Work to be completed
Every line from the one with "Locate the porch railing" to the one with "Locate the shrub", including those two, is to be copied exactly; all other lines of the entries below are left out.

Given entries
'''
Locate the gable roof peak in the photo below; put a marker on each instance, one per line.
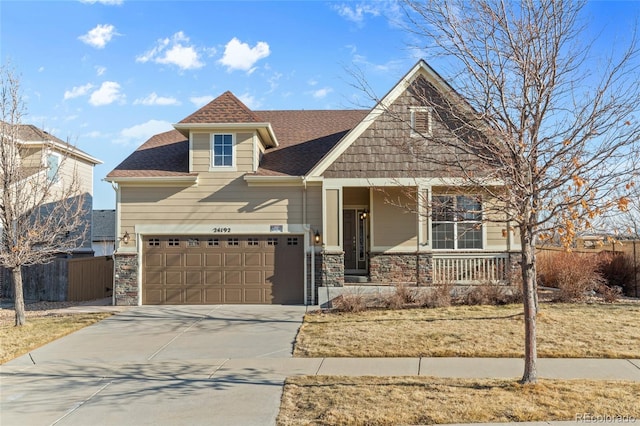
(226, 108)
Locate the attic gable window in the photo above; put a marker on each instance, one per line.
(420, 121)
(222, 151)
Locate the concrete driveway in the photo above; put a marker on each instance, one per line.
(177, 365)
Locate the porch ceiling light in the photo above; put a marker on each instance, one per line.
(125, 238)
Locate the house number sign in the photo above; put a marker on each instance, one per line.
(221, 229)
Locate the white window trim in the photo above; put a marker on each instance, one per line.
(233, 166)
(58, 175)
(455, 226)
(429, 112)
'''
'''
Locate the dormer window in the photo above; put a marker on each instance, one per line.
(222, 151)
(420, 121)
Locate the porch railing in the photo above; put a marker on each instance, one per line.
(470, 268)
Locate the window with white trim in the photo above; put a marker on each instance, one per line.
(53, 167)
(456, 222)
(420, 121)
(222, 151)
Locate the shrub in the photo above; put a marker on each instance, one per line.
'''
'''
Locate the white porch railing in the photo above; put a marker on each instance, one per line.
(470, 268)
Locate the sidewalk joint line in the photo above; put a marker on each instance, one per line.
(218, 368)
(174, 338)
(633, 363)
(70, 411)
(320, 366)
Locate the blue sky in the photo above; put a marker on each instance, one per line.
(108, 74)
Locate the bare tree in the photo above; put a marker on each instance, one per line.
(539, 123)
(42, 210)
'''
Expected answer
Locate the porch railing in the photo above; put a marker on each instance, one per line.
(470, 268)
Locate the window with white trim in the photo above; put a marker on each instance, one per line.
(53, 167)
(456, 222)
(420, 121)
(222, 151)
Locate the shrub in the photo above; put a marker on each instance, one per line.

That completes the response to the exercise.